[EXERCISE INSTRUCTIONS] Can you retype the lines of the records unchanged, beginning with the line that contains "One point per instance of the grass" and running through the line that contains "pixel 158 27", both of those lines included?
═════ RECORDS FOR THE TASK ═════
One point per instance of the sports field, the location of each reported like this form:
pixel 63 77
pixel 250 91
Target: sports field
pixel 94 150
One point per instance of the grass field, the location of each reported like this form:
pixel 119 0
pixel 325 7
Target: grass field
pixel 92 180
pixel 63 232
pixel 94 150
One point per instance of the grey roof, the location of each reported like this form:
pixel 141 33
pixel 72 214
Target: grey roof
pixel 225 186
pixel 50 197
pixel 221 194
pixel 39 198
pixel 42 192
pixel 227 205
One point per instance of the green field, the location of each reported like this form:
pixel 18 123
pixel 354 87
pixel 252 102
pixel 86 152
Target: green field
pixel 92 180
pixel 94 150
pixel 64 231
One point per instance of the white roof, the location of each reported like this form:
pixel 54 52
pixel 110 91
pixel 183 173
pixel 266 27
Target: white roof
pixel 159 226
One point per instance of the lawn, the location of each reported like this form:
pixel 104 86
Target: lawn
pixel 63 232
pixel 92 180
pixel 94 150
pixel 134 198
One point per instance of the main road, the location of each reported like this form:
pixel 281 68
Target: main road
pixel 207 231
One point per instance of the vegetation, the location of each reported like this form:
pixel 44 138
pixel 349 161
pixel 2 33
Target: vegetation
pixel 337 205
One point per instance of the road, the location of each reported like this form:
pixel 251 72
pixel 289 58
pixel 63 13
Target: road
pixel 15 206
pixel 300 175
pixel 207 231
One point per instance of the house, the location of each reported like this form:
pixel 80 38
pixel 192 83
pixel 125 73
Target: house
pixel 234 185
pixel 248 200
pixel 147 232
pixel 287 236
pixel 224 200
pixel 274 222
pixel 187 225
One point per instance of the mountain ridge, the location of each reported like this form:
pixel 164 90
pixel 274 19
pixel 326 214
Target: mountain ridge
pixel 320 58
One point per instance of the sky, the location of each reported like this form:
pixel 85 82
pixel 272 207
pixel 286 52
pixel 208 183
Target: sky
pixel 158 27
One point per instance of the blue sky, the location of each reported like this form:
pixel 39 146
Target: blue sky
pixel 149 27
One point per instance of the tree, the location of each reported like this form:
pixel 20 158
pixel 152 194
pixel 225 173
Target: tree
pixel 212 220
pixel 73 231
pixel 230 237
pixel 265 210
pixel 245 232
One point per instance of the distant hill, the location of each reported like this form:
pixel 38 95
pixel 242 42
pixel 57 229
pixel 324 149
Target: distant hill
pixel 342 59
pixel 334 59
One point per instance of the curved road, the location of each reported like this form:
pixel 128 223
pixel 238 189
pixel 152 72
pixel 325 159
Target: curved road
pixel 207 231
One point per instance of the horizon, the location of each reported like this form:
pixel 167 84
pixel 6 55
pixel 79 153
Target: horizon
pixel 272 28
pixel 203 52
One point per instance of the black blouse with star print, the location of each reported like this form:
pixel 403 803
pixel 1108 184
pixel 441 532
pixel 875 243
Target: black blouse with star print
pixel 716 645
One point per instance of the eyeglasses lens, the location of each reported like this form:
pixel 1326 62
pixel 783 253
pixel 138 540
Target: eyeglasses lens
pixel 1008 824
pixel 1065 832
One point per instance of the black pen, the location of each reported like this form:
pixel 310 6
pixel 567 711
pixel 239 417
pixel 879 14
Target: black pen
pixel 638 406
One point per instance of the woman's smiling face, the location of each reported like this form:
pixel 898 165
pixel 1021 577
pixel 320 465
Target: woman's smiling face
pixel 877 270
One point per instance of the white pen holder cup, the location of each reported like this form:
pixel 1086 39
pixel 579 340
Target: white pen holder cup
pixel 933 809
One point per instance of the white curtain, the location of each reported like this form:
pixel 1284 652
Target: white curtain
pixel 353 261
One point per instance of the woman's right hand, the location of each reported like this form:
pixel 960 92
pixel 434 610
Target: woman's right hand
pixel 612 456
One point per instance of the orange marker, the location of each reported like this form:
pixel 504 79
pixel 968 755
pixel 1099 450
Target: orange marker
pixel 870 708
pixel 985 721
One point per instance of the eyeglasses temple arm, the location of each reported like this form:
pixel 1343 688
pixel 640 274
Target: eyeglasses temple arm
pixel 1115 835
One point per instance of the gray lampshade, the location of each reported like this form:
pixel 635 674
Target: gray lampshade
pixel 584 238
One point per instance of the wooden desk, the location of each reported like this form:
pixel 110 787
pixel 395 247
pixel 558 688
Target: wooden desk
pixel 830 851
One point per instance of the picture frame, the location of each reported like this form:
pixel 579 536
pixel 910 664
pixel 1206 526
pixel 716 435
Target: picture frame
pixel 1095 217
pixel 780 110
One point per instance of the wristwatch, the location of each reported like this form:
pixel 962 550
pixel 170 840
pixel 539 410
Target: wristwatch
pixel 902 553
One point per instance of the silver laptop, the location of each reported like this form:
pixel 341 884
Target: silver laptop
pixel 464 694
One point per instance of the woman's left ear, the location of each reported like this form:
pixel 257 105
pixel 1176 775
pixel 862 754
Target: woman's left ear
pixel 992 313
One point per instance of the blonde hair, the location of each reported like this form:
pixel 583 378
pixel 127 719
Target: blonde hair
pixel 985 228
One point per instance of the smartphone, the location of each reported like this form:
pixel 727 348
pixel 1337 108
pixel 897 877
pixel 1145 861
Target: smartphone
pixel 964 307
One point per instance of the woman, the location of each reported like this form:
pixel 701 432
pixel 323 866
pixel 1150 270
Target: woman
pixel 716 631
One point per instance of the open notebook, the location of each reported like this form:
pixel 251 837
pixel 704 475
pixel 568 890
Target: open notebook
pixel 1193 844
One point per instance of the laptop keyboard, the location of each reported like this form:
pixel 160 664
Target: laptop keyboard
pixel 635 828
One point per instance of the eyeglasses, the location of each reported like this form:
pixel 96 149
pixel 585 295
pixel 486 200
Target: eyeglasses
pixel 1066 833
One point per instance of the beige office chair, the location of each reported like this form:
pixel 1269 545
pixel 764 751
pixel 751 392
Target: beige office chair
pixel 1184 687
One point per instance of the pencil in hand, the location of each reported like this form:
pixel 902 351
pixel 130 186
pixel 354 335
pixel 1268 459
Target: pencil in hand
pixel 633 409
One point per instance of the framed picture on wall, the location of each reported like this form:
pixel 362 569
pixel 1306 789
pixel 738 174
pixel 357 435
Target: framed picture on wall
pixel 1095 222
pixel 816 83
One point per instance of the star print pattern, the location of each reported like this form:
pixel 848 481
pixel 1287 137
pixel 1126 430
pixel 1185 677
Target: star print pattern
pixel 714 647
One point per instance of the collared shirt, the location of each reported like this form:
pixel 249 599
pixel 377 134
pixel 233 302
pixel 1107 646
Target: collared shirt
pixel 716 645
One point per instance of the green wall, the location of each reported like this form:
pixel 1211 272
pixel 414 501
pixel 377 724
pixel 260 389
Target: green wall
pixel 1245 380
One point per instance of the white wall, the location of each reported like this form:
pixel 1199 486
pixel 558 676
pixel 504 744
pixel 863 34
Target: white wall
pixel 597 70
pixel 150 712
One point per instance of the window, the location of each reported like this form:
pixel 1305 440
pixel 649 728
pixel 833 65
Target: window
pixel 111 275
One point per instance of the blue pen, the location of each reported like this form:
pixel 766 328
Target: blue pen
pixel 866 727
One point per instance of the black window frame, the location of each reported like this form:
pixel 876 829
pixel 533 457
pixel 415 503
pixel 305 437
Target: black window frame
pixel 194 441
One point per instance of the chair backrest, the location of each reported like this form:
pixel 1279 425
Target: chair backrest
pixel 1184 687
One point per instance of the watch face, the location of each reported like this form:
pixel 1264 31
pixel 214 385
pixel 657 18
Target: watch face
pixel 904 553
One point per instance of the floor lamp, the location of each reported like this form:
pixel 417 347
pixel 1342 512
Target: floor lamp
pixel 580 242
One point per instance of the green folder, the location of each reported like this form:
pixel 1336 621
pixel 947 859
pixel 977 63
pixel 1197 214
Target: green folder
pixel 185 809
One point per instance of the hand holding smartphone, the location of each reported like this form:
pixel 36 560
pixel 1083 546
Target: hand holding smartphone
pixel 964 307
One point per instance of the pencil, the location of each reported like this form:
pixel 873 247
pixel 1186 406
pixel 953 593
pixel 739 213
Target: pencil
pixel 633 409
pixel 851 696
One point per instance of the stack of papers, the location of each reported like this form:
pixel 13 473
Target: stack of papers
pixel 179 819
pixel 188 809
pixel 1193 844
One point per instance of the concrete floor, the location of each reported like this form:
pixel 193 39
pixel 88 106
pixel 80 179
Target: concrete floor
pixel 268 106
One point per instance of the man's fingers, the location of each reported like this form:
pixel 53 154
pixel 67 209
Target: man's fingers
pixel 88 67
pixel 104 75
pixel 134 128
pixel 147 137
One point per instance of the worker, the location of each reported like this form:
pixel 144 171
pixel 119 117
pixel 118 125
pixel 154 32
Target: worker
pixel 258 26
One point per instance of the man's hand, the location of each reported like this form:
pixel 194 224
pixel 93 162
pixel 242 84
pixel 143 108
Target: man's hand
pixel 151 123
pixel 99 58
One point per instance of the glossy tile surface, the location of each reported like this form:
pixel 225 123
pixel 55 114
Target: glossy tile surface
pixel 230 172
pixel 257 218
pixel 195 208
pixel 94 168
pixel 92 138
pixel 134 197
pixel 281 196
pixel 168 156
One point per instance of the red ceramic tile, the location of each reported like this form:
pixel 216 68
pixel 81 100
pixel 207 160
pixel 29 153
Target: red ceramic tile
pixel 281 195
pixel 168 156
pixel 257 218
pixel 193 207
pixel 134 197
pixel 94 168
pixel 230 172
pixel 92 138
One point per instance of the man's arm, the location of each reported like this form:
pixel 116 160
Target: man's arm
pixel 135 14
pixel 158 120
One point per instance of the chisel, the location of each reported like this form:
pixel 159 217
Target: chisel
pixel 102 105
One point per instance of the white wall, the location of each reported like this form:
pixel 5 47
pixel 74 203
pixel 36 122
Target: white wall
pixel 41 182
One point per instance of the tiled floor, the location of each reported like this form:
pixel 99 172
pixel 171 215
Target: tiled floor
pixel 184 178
═════
[FINAL RESULT]
One point per instance of the grass field, the location of each reported like this form:
pixel 119 0
pixel 325 7
Target: grass field
pixel 92 180
pixel 63 232
pixel 94 150
One point per instance of the grey roof, the location of each reported like this form:
pixel 141 33
pixel 72 214
Target: grey roof
pixel 225 186
pixel 50 197
pixel 221 194
pixel 39 198
pixel 42 192
pixel 227 205
One point per instance of the green field, the location of each reported like this form:
pixel 18 123
pixel 354 87
pixel 252 102
pixel 86 152
Target: green field
pixel 92 180
pixel 94 150
pixel 64 231
One point per instance of the white roof, the location of each reported like this form:
pixel 54 52
pixel 110 91
pixel 183 173
pixel 266 27
Target: white roof
pixel 159 226
One point per instance of the lawn, the location of each reported like this form:
pixel 104 86
Target: lawn
pixel 63 232
pixel 92 180
pixel 94 150
pixel 134 198
One point per instance of the main road, the location of each reported like this form:
pixel 281 68
Target: main road
pixel 207 231
One point per instance of the vegetation, the location of each reported like this form:
pixel 44 138
pixel 349 161
pixel 2 33
Target: vegetation
pixel 337 205
One point per instance of the road, the location of each reported like this form:
pixel 251 72
pixel 289 58
pixel 63 13
Target: road
pixel 15 206
pixel 300 175
pixel 207 231
One point per instance of the house, the location of each reported like this form:
pixel 80 38
pixel 192 83
pixel 125 73
Target: house
pixel 234 185
pixel 248 200
pixel 147 232
pixel 287 236
pixel 224 200
pixel 274 222
pixel 187 225
One point per instance of the mountain ridge, the location of each reported like this form:
pixel 164 90
pixel 274 19
pixel 326 214
Target: mountain ridge
pixel 320 58
One point per instance of the sky, the location of each reported like this form:
pixel 85 82
pixel 272 207
pixel 286 52
pixel 208 183
Target: sky
pixel 158 27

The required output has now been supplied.